● INSTRUCTIONS TO FOLLOW
Shift every bounding-box coordinate in the answers up by 15, and write out again the items from the line containing "[search] dark football shorts" through the end of the items, inclusive, search lines included.

─── RAW RECORDS

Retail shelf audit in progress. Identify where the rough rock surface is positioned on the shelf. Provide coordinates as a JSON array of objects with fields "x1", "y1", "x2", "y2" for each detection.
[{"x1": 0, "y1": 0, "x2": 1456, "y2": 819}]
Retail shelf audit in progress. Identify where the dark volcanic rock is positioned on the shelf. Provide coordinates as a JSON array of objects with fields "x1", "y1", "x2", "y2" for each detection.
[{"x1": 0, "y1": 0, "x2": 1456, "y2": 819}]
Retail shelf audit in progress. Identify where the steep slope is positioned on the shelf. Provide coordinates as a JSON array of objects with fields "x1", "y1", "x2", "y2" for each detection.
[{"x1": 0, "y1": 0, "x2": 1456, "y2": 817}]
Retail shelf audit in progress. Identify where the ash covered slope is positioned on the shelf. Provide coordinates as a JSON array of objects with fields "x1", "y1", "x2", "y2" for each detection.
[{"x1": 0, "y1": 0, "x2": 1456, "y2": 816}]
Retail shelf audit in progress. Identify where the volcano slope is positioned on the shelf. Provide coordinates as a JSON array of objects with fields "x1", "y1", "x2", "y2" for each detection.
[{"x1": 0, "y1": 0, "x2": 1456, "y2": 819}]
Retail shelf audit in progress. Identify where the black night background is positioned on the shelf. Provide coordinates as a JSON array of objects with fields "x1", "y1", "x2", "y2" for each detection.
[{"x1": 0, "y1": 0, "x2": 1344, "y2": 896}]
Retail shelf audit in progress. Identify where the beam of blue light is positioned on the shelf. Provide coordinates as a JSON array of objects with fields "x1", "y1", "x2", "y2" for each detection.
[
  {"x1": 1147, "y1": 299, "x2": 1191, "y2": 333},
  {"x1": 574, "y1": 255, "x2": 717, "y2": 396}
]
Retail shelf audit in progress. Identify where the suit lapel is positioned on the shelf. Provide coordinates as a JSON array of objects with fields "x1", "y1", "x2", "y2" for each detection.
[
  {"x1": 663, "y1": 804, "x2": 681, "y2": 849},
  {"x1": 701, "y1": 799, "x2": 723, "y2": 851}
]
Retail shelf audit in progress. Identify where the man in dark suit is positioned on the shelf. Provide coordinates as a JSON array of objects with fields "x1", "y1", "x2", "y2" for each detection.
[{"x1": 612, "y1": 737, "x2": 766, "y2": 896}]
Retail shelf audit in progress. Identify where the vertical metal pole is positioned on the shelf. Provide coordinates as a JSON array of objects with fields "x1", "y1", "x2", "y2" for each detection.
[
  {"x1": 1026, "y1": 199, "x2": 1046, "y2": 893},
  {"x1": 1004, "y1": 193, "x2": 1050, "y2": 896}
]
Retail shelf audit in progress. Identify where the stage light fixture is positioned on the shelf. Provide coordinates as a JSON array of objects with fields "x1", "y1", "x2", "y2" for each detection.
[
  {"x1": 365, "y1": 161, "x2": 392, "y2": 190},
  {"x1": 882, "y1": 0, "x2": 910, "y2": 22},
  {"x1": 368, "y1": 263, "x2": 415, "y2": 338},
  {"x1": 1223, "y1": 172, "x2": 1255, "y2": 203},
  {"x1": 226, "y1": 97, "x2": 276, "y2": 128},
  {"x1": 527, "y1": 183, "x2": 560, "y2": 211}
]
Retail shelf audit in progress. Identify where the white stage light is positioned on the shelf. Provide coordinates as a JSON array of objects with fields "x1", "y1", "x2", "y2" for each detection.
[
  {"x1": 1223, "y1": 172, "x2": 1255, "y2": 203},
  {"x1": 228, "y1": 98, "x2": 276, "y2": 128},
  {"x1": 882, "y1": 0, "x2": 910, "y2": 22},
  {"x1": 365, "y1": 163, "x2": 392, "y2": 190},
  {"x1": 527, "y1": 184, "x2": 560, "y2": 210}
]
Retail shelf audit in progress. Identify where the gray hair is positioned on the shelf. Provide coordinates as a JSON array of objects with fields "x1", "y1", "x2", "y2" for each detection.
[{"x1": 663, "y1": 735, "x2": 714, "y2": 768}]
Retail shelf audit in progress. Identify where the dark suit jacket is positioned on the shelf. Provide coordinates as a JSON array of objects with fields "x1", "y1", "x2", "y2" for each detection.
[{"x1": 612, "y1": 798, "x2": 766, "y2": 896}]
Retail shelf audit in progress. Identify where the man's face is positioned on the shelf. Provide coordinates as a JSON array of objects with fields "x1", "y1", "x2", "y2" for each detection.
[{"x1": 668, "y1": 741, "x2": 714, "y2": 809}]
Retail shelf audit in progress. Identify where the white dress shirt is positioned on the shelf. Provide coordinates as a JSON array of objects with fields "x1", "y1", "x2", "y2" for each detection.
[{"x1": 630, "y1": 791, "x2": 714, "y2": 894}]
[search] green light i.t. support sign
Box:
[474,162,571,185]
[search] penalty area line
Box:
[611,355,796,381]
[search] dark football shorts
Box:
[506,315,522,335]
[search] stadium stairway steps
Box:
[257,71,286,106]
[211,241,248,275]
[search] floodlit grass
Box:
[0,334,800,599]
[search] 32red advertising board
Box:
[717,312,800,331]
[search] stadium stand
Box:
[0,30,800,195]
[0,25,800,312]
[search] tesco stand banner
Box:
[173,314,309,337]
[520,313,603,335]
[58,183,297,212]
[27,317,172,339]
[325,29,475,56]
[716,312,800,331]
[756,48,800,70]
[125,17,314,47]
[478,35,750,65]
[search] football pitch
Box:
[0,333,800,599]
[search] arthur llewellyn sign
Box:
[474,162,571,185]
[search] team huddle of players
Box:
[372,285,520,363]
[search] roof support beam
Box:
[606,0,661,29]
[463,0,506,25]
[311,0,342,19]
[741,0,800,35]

──────

● REPLY
[search] dark football shorts
Box:
[521,330,537,350]
[search] stadium stairway steps
Box:
[272,86,301,121]
[226,256,263,290]
[search] floodlit grass
Box:
[15,349,815,614]
[search] 32red advertising board
Box:
[732,327,815,346]
[search] stadium stand
Box:
[15,45,815,210]
[15,40,815,327]
[search] tesco stand banner
Box:
[188,329,324,352]
[535,328,618,350]
[73,198,312,227]
[42,332,187,354]
[340,44,490,71]
[731,327,815,346]
[771,63,815,85]
[140,32,329,62]
[493,50,765,80]
[search] football pitch
Box:
[15,348,815,614]
[search] arthur llewellyn sign
Box:
[489,177,586,200]
[search] team huddle of players
Box:
[387,300,535,378]
[search] roof support beam
Box:
[621,15,676,44]
[478,15,521,40]
[326,15,357,34]
[756,15,815,50]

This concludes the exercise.